## Task goal
Write out the stretch of the data from the line containing "Given the photograph above, point out the sleeve" through the end of the data, requests included. In the answers only, multiply every point coordinate by 0.35 and round to whole numbers, with halves rounding up.

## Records
• • • • •

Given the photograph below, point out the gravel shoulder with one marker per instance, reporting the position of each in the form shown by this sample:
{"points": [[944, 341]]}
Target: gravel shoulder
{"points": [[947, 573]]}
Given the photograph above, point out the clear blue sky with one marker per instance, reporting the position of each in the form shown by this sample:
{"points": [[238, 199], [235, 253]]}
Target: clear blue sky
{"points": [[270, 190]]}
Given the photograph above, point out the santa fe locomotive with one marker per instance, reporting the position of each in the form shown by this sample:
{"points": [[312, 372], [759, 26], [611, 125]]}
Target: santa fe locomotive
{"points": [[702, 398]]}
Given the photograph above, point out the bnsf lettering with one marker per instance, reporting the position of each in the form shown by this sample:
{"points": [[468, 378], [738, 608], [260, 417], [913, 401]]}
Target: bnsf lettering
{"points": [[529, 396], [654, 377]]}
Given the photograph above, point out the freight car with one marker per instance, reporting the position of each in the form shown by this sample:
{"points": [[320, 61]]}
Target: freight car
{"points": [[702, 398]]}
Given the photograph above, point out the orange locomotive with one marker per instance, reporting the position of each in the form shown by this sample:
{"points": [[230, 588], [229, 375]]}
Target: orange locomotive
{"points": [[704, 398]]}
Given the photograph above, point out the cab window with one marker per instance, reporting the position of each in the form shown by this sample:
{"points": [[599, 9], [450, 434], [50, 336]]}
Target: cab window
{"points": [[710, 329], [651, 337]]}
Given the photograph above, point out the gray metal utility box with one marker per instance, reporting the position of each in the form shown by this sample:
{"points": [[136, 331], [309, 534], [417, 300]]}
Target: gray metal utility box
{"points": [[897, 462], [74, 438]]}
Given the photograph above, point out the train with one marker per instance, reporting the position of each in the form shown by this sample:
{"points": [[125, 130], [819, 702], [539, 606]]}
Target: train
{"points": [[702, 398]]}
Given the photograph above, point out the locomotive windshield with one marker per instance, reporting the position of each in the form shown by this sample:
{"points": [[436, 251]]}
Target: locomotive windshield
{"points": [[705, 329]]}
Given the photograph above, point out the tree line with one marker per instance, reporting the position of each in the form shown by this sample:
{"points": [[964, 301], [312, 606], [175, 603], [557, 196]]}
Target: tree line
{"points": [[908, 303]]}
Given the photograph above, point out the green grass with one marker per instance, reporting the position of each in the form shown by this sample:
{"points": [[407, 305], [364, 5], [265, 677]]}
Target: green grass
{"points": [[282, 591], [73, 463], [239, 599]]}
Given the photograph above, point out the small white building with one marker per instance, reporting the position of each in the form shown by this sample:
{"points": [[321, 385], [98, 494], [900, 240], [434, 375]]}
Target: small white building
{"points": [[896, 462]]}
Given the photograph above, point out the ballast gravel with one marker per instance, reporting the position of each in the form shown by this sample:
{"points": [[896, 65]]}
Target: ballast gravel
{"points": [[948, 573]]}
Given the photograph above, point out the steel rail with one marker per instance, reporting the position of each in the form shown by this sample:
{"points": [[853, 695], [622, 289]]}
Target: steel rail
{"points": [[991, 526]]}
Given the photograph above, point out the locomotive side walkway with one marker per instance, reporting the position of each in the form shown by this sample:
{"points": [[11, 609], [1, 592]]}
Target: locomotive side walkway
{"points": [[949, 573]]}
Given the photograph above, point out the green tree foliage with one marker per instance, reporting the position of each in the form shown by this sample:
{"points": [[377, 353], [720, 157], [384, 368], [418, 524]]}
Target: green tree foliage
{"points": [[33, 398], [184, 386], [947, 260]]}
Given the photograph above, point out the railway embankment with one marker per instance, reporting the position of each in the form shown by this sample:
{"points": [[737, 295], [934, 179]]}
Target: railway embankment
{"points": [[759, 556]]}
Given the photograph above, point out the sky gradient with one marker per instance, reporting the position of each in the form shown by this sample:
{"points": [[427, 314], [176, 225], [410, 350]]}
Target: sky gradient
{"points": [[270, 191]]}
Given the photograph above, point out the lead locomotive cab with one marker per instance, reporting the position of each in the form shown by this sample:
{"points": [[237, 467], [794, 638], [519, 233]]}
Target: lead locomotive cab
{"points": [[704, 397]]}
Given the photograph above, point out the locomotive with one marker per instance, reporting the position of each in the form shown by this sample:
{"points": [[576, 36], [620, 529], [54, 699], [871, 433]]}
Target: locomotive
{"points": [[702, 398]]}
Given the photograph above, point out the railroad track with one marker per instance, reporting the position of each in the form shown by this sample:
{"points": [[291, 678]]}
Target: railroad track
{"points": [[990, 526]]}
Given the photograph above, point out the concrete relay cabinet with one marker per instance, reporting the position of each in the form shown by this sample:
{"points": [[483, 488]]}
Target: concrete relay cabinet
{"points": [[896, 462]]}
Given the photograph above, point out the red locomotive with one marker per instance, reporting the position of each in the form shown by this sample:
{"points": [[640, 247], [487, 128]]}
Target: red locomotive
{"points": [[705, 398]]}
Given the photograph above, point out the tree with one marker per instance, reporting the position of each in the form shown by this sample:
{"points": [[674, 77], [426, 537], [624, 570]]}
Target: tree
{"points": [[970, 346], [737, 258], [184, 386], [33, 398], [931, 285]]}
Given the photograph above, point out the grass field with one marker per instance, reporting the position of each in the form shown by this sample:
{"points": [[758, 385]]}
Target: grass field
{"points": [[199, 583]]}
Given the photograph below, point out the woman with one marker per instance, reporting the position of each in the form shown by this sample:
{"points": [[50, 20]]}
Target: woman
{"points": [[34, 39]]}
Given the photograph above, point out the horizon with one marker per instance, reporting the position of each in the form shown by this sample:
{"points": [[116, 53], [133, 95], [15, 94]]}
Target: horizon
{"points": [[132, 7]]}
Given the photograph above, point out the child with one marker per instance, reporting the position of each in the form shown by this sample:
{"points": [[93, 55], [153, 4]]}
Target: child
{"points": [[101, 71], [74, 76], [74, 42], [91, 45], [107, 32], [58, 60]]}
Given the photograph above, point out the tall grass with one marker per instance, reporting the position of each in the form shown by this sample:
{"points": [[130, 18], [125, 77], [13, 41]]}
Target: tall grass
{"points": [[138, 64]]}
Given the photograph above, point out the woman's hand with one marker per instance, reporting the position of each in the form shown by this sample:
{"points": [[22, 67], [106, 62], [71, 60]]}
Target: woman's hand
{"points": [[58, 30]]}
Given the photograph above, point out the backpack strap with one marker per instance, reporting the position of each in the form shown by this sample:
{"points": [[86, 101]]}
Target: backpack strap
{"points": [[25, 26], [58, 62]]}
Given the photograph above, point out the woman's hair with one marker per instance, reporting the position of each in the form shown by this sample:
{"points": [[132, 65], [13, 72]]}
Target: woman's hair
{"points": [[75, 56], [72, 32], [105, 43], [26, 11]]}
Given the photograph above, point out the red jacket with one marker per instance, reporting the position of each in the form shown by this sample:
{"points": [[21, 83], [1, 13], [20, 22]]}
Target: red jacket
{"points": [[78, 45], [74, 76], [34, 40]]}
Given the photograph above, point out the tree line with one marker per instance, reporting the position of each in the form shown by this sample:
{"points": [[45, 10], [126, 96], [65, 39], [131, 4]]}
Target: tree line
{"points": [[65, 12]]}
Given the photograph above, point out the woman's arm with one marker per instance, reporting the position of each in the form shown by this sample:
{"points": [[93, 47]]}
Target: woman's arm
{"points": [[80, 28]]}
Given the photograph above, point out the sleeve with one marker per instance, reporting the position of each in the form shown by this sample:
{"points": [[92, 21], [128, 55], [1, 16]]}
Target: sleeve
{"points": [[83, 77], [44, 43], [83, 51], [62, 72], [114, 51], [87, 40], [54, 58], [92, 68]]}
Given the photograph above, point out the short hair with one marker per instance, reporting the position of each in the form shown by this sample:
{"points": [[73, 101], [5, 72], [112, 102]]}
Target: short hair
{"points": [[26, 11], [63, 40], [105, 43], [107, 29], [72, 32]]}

• • • • •

## Response below
Given the photograph above, point out the sleeve with one marker per instance, reporting the position of each in the form shown by this sample:
{"points": [[92, 21], [128, 55], [1, 16]]}
Target: sleeve
{"points": [[29, 27], [15, 15], [29, 18], [22, 25], [40, 18], [30, 14], [19, 20], [32, 24]]}
Given the photograph above, point out the short hair with one marker per instance, reporting the position of each in the form shown by this sample:
{"points": [[73, 101], [5, 72], [112, 102]]}
Target: short hair
{"points": [[9, 4], [22, 14], [37, 15], [37, 10], [25, 11]]}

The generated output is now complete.